Material to process:
--- start ---

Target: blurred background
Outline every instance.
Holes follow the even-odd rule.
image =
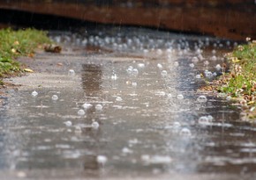
[[[1,0],[0,27],[146,26],[236,40],[256,38],[254,0]]]

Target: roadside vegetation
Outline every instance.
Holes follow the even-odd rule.
[[[33,57],[34,49],[44,43],[50,43],[46,32],[35,29],[0,30],[0,85],[4,83],[3,78],[24,72],[16,61],[18,57]]]
[[[213,82],[214,89],[224,93],[227,99],[241,104],[246,113],[245,119],[256,119],[256,40],[247,38],[246,45],[238,46],[226,58],[230,71],[223,73]]]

--- end ---

Written problem: Write out all the entries above again word for word, leaving out the pictures.

Output of the task:
Target: blurred background
Outline every instance.
Holes follow the even-odd rule.
image =
[[[1,0],[0,27],[146,26],[236,40],[256,38],[254,0]]]

Target: roadside vegetation
Outline every instance.
Holes follow the even-odd rule.
[[[33,57],[34,49],[44,43],[50,43],[46,32],[35,29],[0,30],[0,85],[4,83],[3,78],[24,72],[16,61],[18,57]]]
[[[213,82],[214,89],[224,93],[227,99],[241,104],[246,113],[245,119],[256,119],[256,40],[247,38],[246,45],[238,46],[226,58],[230,71],[223,73]]]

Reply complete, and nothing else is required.